ROLLS-ROYCE returned to profit in the first half of 2021, but said the pandemic-hit international aviation industry is taking longer than expected to recover.
The engineering giant posted bottom-line profits of £393 million for the first six months of the year in a marked improvement from mammoth losses of £5.4 billion a year ago.
On an underlying basis, it reported pre-tax profits of £133m compared with losses of £3.2bn a year earlier.
Shares lifted three per cent in early trading and closed nearly double that.
Rolls-Royce said international travel will bounce back once border restrictions are lifted, but warned that slower recovery will mean it takes longer to achieve a free-cash flow target of £750m.
It said: “We are confident that, when border restrictions are lifted, the recovery of international travel will accelerate.”
Free-cash flow targets are “still achievable”, but it added that “based on current industry forecasts for the pace of recovery in international travel, this is likely to occur beyond the initial expected timeframe of 2022”.

Entries provided:
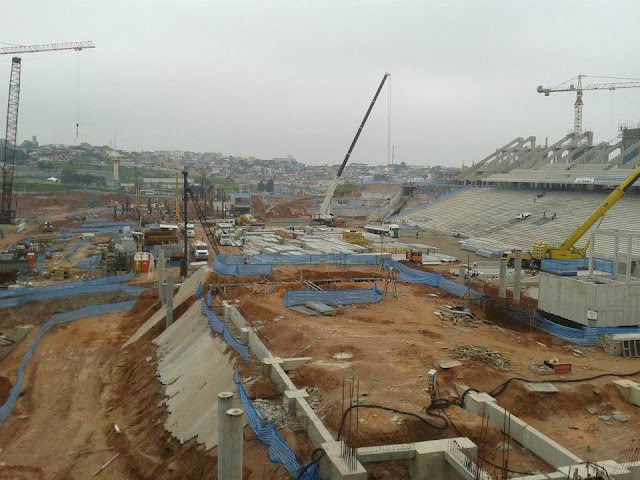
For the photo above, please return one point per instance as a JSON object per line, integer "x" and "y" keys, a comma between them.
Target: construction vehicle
{"x": 567, "y": 250}
{"x": 579, "y": 88}
{"x": 7, "y": 212}
{"x": 200, "y": 250}
{"x": 324, "y": 216}
{"x": 414, "y": 256}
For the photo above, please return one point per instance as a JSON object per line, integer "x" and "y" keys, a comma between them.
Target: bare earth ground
{"x": 79, "y": 385}
{"x": 395, "y": 342}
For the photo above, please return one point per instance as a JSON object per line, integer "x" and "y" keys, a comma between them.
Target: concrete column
{"x": 592, "y": 248}
{"x": 502, "y": 289}
{"x": 517, "y": 264}
{"x": 168, "y": 293}
{"x": 230, "y": 445}
{"x": 161, "y": 276}
{"x": 629, "y": 245}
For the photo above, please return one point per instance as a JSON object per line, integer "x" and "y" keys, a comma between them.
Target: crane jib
{"x": 364, "y": 120}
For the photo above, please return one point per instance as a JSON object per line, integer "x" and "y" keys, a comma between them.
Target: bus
{"x": 391, "y": 230}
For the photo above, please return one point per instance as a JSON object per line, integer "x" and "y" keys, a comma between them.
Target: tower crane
{"x": 578, "y": 87}
{"x": 324, "y": 215}
{"x": 7, "y": 214}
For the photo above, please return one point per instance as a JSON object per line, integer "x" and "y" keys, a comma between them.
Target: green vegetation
{"x": 30, "y": 185}
{"x": 345, "y": 189}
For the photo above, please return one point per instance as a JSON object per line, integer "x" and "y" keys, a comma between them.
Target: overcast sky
{"x": 276, "y": 78}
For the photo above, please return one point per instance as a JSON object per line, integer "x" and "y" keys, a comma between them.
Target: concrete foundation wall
{"x": 617, "y": 304}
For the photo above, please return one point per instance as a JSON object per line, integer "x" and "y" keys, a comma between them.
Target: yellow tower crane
{"x": 579, "y": 87}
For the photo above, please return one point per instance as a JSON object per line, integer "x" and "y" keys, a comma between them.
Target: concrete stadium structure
{"x": 571, "y": 161}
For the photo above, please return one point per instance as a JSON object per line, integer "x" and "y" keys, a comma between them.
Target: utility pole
{"x": 185, "y": 262}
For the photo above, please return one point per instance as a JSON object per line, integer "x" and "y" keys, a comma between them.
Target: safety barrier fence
{"x": 571, "y": 267}
{"x": 219, "y": 327}
{"x": 580, "y": 336}
{"x": 81, "y": 290}
{"x": 333, "y": 297}
{"x": 411, "y": 275}
{"x": 89, "y": 262}
{"x": 34, "y": 291}
{"x": 279, "y": 451}
{"x": 262, "y": 264}
{"x": 54, "y": 320}
{"x": 408, "y": 211}
{"x": 74, "y": 248}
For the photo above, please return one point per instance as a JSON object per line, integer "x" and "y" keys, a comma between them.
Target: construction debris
{"x": 458, "y": 315}
{"x": 482, "y": 354}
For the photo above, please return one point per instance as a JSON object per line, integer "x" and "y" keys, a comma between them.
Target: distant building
{"x": 240, "y": 203}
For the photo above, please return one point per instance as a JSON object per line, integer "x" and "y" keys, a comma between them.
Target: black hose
{"x": 436, "y": 405}
{"x": 502, "y": 387}
{"x": 316, "y": 456}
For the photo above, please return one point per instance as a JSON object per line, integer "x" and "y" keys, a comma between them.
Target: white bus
{"x": 392, "y": 230}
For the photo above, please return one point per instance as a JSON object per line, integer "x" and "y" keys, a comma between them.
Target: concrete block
{"x": 289, "y": 400}
{"x": 589, "y": 470}
{"x": 430, "y": 461}
{"x": 540, "y": 387}
{"x": 527, "y": 436}
{"x": 334, "y": 468}
{"x": 629, "y": 389}
{"x": 316, "y": 431}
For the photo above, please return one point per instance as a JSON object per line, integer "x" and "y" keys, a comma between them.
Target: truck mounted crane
{"x": 567, "y": 249}
{"x": 324, "y": 216}
{"x": 579, "y": 88}
{"x": 7, "y": 213}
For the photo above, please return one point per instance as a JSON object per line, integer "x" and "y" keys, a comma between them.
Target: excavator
{"x": 567, "y": 250}
{"x": 324, "y": 216}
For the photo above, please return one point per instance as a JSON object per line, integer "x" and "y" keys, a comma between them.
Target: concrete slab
{"x": 540, "y": 387}
{"x": 186, "y": 290}
{"x": 629, "y": 389}
{"x": 194, "y": 369}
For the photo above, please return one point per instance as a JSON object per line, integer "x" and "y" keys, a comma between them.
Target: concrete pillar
{"x": 168, "y": 293}
{"x": 629, "y": 245}
{"x": 161, "y": 291}
{"x": 502, "y": 289}
{"x": 517, "y": 264}
{"x": 592, "y": 247}
{"x": 230, "y": 445}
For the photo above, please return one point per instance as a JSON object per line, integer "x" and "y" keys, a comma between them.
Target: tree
{"x": 270, "y": 187}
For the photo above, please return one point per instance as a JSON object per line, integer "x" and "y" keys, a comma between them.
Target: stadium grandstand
{"x": 556, "y": 188}
{"x": 571, "y": 161}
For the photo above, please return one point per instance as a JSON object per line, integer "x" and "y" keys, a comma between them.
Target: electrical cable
{"x": 316, "y": 456}
{"x": 502, "y": 387}
{"x": 440, "y": 405}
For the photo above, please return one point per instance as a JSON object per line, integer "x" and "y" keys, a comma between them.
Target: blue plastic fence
{"x": 333, "y": 297}
{"x": 219, "y": 327}
{"x": 411, "y": 275}
{"x": 579, "y": 336}
{"x": 571, "y": 267}
{"x": 89, "y": 262}
{"x": 57, "y": 319}
{"x": 279, "y": 451}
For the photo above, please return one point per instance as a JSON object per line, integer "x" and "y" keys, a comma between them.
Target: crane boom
{"x": 599, "y": 212}
{"x": 48, "y": 47}
{"x": 579, "y": 88}
{"x": 6, "y": 211}
{"x": 325, "y": 209}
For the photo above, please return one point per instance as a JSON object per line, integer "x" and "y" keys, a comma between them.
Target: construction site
{"x": 488, "y": 328}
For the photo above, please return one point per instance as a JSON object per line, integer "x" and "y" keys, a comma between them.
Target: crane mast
{"x": 579, "y": 88}
{"x": 7, "y": 213}
{"x": 324, "y": 215}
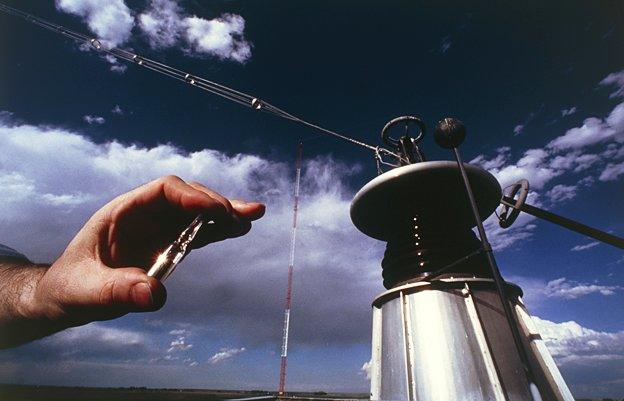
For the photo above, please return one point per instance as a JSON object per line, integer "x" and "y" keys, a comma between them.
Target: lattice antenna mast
{"x": 291, "y": 267}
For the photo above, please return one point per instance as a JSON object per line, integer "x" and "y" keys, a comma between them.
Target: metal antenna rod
{"x": 223, "y": 91}
{"x": 291, "y": 267}
{"x": 449, "y": 134}
{"x": 566, "y": 223}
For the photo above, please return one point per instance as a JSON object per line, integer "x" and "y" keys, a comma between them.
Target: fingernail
{"x": 142, "y": 295}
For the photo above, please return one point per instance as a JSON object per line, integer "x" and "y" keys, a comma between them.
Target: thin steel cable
{"x": 193, "y": 80}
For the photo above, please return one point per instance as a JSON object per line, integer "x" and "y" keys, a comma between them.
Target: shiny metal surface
{"x": 168, "y": 260}
{"x": 449, "y": 340}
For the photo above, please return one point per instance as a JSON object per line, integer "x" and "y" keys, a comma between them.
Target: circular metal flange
{"x": 432, "y": 190}
{"x": 513, "y": 290}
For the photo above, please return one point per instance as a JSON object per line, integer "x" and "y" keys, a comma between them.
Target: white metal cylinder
{"x": 449, "y": 340}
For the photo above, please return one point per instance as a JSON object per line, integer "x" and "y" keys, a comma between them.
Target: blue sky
{"x": 539, "y": 86}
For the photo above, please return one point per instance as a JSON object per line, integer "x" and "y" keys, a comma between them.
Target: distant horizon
{"x": 540, "y": 88}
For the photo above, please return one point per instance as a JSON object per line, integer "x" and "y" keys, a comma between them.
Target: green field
{"x": 53, "y": 393}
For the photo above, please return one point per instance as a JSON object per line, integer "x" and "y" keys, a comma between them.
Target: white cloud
{"x": 224, "y": 354}
{"x": 612, "y": 171}
{"x": 240, "y": 270}
{"x": 89, "y": 119}
{"x": 585, "y": 246}
{"x": 560, "y": 193}
{"x": 568, "y": 112}
{"x": 563, "y": 288}
{"x": 161, "y": 23}
{"x": 502, "y": 155}
{"x": 532, "y": 166}
{"x": 165, "y": 25}
{"x": 594, "y": 130}
{"x": 221, "y": 37}
{"x": 572, "y": 344}
{"x": 615, "y": 79}
{"x": 110, "y": 20}
{"x": 445, "y": 44}
{"x": 179, "y": 344}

Requirement 1:
Answer these about the article on Rolls-Royce's half-year results:
(a) What bottom-line profit did Rolls-Royce post for the first six months of 2021?
(b) What underlying pre-tax result did it report for the same period a year earlier?
(c) What is the amount of the free-cash flow target it expects to reach later than first planned?
Requirement 2: List every sum of money in pounds that appears in the article on Rolls-Royce's half-year results.
Requirement 3: Continue the article on Rolls-Royce's half-year results from the point where it stops.

Exercise result 1:
(a) £393 million.
(b) Losses of £3.2bn.
(c) £750m.

Exercise result 2:
- £393 million
- £5.4 billion
- £133m
- £3.2bn
- £750m

Exercise result 3:
The engineering group’s civil aerospace arm – its largest division – has suffered as the coronavirus crisis hammered the global aviation industry. It said large-engine flying hours were still less than half of pre-pandemic levels in 2019, at 43%, but this is up from the 34% seen in the second half of 2020.
The firm said its goal to raise at least £2bn from selling off some parts of the business is “progressing well”, having announced a deal on Wednesday to offload Norwegian maritime engine maker Bergen to British group Langley Holdings. It added that the sale of its Spanish unit, ITP Aero, is “moving forwards”.
Michael Hewson, chief markets analyst at CMC Markets, said “there is no question that Rolls-Royce continues to face significant challenges”. Rolls-Royce shares closed up 6.14p, or 5.87%, at 110.68p.